--- Source passage ---
++++++++

Written by Fernanda Dahlstrom

Fernanda Dahlstrom holds a Bachelor of Laws, a Bachelor of Arts and a Master of Arts. She also completed a Graduate Diploma in Legal Practice at the College of Law in Victoria. Fernanda practiced law for eight years, working in criminal defence, child protection and domestic violence law in the Northern Territory. She also practiced in family law after moving to Brisbane in 2016. Fernanda has strong interests in Indigenous and refugee law, human rights and law reform.

In March 2019, the Full Court of the Family Court decided an application in the parenting matter of Mahoney v Dieter. The mother in the matter sought the variation of orders made by the Family Court Division of the District Court of New Zealand on the basis that there had been a change of circumstances since they were made.

Background

The mother and the father had been in a relationship without the knowledge of the mother’s husband. The father had regular contact with the child until his relationship with the mother came to an end. The mother then refused his request for contact with the child. The mother and her husband led the child to believe that the husband was her father.

++++++++

Answer from the case summary above:
1. Where did Fernanda Dahlstrom complete her Graduate Diploma in Legal Practice?
2. In what month and year did the Full Court of the Family Court decide the application in Mahoney v Dieter?
3. Whom did the mother and her husband lead the child to believe was her father?

++++++++

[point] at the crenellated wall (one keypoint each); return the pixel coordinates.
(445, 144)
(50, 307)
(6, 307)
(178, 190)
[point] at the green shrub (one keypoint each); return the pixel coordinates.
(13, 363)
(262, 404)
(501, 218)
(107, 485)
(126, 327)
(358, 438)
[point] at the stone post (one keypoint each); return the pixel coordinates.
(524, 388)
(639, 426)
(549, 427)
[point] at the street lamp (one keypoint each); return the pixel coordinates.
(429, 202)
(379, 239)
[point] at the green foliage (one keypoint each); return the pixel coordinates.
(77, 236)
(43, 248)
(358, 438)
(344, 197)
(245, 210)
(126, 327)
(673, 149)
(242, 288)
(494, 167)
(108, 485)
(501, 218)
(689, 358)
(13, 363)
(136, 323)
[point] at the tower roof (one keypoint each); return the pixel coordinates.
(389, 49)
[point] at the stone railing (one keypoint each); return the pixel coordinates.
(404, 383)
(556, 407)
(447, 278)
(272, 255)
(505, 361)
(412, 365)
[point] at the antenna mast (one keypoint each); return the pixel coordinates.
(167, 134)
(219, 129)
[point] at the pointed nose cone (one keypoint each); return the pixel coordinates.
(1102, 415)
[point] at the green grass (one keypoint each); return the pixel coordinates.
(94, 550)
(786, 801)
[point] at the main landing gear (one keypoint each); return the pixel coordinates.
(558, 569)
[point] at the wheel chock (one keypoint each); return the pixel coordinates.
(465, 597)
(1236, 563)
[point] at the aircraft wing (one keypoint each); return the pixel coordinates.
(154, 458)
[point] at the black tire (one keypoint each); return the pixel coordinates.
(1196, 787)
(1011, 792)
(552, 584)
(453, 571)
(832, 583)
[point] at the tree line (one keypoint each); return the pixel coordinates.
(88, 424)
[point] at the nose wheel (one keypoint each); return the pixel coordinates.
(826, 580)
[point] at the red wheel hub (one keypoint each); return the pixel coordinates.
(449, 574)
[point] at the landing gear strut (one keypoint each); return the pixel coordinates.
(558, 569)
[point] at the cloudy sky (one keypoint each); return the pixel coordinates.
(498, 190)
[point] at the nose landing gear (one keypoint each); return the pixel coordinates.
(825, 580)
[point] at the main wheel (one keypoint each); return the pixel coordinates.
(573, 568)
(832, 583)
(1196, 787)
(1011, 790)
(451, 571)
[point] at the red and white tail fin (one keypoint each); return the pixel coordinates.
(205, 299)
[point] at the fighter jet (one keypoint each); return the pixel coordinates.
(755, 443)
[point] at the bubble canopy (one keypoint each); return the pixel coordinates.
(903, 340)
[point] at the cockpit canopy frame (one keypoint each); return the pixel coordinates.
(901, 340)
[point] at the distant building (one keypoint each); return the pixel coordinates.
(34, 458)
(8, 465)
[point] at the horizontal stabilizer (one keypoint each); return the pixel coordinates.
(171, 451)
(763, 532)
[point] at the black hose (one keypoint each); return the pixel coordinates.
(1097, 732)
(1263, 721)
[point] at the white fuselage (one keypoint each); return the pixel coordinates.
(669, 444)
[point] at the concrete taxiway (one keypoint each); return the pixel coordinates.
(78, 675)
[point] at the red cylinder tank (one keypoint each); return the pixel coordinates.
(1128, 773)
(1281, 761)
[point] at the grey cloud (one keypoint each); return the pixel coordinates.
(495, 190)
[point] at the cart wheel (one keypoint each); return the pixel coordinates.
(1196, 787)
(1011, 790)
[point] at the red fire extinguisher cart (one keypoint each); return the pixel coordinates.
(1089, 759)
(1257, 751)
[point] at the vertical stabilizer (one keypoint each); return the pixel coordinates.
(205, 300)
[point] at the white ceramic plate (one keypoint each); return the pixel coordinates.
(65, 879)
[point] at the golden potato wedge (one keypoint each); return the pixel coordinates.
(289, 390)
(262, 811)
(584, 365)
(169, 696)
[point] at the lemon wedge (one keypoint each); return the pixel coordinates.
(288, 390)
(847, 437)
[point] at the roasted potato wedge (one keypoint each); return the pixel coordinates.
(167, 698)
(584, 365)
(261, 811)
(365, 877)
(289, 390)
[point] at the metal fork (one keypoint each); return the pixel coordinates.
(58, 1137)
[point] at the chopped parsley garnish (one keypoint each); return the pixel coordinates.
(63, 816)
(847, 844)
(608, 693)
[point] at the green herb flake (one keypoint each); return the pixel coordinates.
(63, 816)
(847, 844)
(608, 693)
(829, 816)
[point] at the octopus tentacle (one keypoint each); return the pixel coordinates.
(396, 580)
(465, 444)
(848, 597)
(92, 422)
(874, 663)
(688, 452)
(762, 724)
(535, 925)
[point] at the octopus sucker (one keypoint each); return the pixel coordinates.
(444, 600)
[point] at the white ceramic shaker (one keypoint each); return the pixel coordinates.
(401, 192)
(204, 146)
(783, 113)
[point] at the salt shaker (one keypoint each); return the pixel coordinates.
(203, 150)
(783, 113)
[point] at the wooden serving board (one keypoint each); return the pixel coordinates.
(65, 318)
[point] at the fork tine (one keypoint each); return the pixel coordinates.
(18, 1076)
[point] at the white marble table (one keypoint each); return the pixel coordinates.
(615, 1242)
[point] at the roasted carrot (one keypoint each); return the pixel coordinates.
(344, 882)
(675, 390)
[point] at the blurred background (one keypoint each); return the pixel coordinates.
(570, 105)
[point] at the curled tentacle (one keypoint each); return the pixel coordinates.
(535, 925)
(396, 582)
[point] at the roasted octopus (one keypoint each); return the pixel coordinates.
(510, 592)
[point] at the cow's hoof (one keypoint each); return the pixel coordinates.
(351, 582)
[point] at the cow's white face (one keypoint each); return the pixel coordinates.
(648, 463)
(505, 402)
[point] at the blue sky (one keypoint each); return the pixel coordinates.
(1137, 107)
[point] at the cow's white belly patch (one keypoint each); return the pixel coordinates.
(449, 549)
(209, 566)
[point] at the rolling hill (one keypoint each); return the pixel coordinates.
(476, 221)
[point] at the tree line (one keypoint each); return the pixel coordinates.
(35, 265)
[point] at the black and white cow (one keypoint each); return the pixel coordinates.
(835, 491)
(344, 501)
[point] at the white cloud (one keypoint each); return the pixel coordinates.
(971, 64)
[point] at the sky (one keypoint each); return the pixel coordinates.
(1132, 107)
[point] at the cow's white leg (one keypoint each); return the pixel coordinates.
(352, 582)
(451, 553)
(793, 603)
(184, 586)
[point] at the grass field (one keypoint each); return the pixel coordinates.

++++++++

--- Exercise result ---
1. The College of Law in Victoria
2. March 2019
3. The mother's husband